--- START Text excerpt ---

About a dozen journalists yesterday took up the challenge thrown down by Britain’s modern pentathlon team to have a go at the new “run-shoot” combined event that will form the grand finale of every top international competition from the world championships being staged here in London through the weekend, possibly right through to the 2012 Olympics, provided the IOC rubberstamps the proposal in Berlin today.

Most recently, the fifth and final discipline of a modern pentathlon was a 3,000-metre run. Now, it is punctuated by three stops with 70 seconds available each time to hit the 59.5mm target (smaller than a regular CD) positioned 10 metres away and score five hits.

Time penalties accrue if you don’t hit all five on all three visits to the range, so the gold medal can easily be won or lost on the pistol range.

Before we hacks graduated to that, there was a quick tutorial with the single shot CO2 air pistol. Out in the open air, one factor immediately becomes apparent: even the slightest waft of wind has a significant impact on accuracy.

Next door, Mike Rowbotham seemed to be making good progress and London Tonight’s Lewis Vaughan Jones was also alongside us, accompanied by Sam Weale, a top 10 finisher in Beijing.

“It has changed the whole psychological approach to the event,” Weale said. “Having to deal with pressure in that first event was what made a pentathlete.

“If you started with a good shoot you carried that throughout the day, whereas now you can release the nervous energy over the run and you come into the range in a different mindset. Whether it is easier you can’t really say. It is just different.”

The BBC’s Olly Foster was keen enough to “race” Olympic silver medallist Heather Fell and performed respectably in the run. Then Fell simply brought up five green lights in as many shots to demonstrate exactly how it ought to be done.

Whether it was the wind or simply down to a left-hander shooting a right-handed gun, I managed only one green light. That though, was before attempting the run. After 400m (the pentathletes do 3×1,000m), it proved impossible to calm down sufficiently to hit the target again. Even loading the pellets in the pistol became a challenge.

Beijing Olympian Katy Livingston was sympathetic. “There can be a feeling of panic when the lights aren’t going out and people are going off before you. I’d definitely compare it to the penalty shoot-out in football,” she said.

--- END Text excerpt ---

### Given problem 1
Answer these questions using the article on the pentathlon run-shoot event.
(a) How far away is the target positioned?
(b) How many seconds are available at each stop on the range?
(c) What did Katy Livingston compare the experience to?

--- START Raw data ---

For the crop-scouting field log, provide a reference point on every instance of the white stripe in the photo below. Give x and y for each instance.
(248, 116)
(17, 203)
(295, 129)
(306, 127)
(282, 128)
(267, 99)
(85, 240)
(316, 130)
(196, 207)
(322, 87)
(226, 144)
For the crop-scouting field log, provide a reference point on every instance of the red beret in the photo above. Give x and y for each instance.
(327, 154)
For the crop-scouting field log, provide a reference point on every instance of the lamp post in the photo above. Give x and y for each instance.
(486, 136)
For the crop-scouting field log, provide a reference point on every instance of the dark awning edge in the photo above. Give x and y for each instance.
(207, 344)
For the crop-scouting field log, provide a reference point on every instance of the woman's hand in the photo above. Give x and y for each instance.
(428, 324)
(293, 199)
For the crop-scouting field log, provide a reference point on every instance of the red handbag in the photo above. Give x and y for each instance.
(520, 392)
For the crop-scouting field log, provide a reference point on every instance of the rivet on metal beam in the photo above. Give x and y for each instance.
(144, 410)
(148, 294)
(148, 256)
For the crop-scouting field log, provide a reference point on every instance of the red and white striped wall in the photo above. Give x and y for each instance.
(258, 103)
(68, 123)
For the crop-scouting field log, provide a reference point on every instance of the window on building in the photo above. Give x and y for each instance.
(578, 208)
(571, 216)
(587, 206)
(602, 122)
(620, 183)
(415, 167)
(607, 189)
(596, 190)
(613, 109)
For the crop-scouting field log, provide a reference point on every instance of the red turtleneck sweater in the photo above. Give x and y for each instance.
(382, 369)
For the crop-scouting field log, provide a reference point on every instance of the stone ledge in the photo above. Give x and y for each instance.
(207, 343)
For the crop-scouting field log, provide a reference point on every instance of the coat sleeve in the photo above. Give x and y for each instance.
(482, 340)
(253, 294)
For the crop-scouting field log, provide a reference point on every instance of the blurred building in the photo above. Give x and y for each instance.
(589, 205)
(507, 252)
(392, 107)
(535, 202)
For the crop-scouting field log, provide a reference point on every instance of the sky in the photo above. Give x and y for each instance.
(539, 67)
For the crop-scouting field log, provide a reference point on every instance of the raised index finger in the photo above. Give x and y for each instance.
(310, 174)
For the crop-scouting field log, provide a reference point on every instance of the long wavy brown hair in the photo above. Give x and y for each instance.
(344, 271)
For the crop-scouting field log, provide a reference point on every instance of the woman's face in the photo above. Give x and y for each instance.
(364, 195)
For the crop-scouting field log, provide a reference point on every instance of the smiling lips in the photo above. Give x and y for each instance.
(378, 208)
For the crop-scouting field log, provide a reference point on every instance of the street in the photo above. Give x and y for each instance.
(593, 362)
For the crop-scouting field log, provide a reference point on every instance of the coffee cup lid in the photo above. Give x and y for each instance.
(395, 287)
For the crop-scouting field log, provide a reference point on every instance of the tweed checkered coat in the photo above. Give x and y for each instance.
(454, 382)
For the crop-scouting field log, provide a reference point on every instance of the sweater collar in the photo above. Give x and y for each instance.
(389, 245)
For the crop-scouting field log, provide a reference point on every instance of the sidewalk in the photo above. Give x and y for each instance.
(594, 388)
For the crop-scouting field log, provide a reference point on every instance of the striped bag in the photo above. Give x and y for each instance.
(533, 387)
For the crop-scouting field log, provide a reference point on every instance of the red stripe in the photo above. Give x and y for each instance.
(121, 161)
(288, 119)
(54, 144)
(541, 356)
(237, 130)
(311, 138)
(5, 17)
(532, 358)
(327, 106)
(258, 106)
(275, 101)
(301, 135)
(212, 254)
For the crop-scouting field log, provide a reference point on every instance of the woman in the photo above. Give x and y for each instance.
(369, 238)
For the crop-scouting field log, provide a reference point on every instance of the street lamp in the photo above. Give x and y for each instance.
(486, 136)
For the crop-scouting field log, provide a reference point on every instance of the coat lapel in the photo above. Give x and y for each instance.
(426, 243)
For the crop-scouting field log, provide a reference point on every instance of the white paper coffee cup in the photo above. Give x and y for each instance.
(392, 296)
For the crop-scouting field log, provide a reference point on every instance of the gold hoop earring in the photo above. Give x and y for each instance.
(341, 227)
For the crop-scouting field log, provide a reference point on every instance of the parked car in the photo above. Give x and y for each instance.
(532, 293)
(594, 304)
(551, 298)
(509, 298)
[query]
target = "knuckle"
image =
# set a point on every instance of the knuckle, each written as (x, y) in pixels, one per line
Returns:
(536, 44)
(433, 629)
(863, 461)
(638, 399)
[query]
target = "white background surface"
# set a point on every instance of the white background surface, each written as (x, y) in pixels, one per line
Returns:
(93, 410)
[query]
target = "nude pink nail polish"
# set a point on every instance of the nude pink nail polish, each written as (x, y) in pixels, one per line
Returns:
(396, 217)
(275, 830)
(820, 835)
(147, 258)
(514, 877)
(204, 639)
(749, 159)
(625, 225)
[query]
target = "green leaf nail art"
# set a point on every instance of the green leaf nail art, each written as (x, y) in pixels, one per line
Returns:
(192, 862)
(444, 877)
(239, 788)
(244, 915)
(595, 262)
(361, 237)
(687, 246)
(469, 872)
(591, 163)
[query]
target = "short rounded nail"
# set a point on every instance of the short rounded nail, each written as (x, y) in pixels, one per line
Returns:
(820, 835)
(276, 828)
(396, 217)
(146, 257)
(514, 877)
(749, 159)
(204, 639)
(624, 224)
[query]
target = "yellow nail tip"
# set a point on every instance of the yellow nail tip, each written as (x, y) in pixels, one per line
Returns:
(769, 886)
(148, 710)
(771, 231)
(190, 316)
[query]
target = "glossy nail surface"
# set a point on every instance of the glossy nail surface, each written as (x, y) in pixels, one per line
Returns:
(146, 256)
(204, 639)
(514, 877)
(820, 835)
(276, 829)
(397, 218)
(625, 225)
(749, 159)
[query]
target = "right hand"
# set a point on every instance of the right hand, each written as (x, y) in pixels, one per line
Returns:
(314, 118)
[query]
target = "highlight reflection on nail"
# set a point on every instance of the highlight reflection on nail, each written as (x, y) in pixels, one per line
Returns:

--- END Raw data ---

### Given problem 2
Extract every line of the listing that contains the word "building". Case counts.

### Answer 1
(a) 10 metres
(b) 70 seconds
(c) The penalty shoot-out in football

### Answer 2
For the crop-scouting field log, provide a reference point on every instance of the window on building in the photo above. Give x and y for each instance.
For the crop-scouting field log, provide a reference point on every instance of the blurred building in the photo above. Give x and y for each instance.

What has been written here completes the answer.